Turn every line of the listing below into a numbered list, leaving out any blank lines.

--- Begin ---

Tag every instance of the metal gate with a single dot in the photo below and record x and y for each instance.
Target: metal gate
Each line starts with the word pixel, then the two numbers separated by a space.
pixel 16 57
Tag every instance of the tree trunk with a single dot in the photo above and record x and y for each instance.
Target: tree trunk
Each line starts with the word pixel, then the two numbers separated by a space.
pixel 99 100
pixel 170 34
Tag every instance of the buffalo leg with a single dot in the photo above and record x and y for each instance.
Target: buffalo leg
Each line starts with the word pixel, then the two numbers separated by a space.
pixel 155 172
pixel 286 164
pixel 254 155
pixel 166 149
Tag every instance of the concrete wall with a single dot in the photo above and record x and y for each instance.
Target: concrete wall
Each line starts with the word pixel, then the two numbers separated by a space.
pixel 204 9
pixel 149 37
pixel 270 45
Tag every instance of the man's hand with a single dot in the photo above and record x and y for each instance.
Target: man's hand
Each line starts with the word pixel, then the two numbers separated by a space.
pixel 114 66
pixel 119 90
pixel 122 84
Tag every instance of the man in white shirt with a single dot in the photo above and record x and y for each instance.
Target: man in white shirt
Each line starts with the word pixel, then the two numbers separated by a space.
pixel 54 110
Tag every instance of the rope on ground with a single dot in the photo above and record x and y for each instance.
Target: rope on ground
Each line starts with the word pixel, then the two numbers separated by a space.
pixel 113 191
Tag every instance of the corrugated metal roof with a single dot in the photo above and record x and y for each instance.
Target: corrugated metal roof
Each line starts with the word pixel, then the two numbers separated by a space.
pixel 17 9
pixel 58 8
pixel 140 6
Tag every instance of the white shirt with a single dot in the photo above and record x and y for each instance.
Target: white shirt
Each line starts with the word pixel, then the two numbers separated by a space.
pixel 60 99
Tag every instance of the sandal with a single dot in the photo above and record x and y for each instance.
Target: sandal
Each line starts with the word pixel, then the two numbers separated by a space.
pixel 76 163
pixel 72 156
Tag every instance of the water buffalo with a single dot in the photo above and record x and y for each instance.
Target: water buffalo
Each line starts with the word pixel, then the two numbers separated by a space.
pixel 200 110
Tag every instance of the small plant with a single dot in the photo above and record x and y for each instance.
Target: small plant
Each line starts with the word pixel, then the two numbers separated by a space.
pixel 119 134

--- End ---

RESULT OF THE EXERCISE:
1. Tag every instance of the metal gate with a single dot in the photo below and record x and y for each instance.
2. Target: metal gate
3. Each line starts with the word pixel, then the two numbers separated by a space.
4. pixel 16 57
5. Tag every instance of the tree trunk with a single dot in the photo above and record x and y for each instance.
6. Target: tree trunk
7. Each line starts with the word pixel, then the two numbers separated by a space.
8. pixel 99 100
9. pixel 170 34
10. Tag every instance of the buffalo leg with a single dot in the photo above and record x and y for each instance.
11. Target: buffalo leg
12. Each line starts with the word pixel, then the two numbers separated by a space.
13. pixel 155 172
14. pixel 286 164
15. pixel 254 155
16. pixel 166 149
17. Tag every instance of the concrete wall with a single dot in the photo above and record x and y for each instance.
18. Target: concrete wall
19. Each line starts with the word pixel, then the two numbers separated by a space.
20. pixel 204 9
21. pixel 149 37
22. pixel 270 45
23. Tag every instance of the man's hand with a single dot in the photo above and record x and y for each instance.
24. Target: man's hand
25. Each line starts with the word pixel, then the two numbers separated by a space.
26. pixel 114 66
27. pixel 119 90
28. pixel 122 84
29. Tag every instance of the man in white shirt with a single dot in the photo above and record x and y for each instance.
30. Target: man in white shirt
31. Each line starts with the word pixel, then the two numbers separated by a space.
32. pixel 54 110
33. Tag every instance of the rope on ground with a single dot in the photo above and record x and y for each instance.
34. Target: rope on ground
35. Each line starts with the word pixel, then the two numbers separated by a space.
36. pixel 113 191
37. Tag every instance of the corrugated metal roof with a single dot in the photo above and record x and y for each instance.
38. Target: corrugated metal roof
39. Each line starts with the word pixel, then the two numbers separated by a space.
40. pixel 17 9
41. pixel 58 8
42. pixel 140 6
43. Tag every instance of the white shirt with a single dot in the photo above and record x and y for each instance.
44. Target: white shirt
45. Each line starts with the word pixel, then the two numbers separated by a space.
46. pixel 60 99
47. Tag every instance of the sandal with a single dot in the photo above and record x and y for each instance.
48. Target: sandal
49. Each line starts with the word pixel, then the two numbers separated by a space.
50. pixel 76 163
51. pixel 72 156
52. Tag every instance of the water buffalo with a single dot in the photo above and record x and y for each instance.
53. Target: water buffalo
54. Each line starts with the word pixel, then the two numbers separated by a space.
55. pixel 200 110
56. Tag every instance of the small plant with a single dot in the photo above and record x and y for each instance.
57. Target: small plant
58. Each line starts with the word pixel, then the two numbers separated by a space.
59. pixel 119 134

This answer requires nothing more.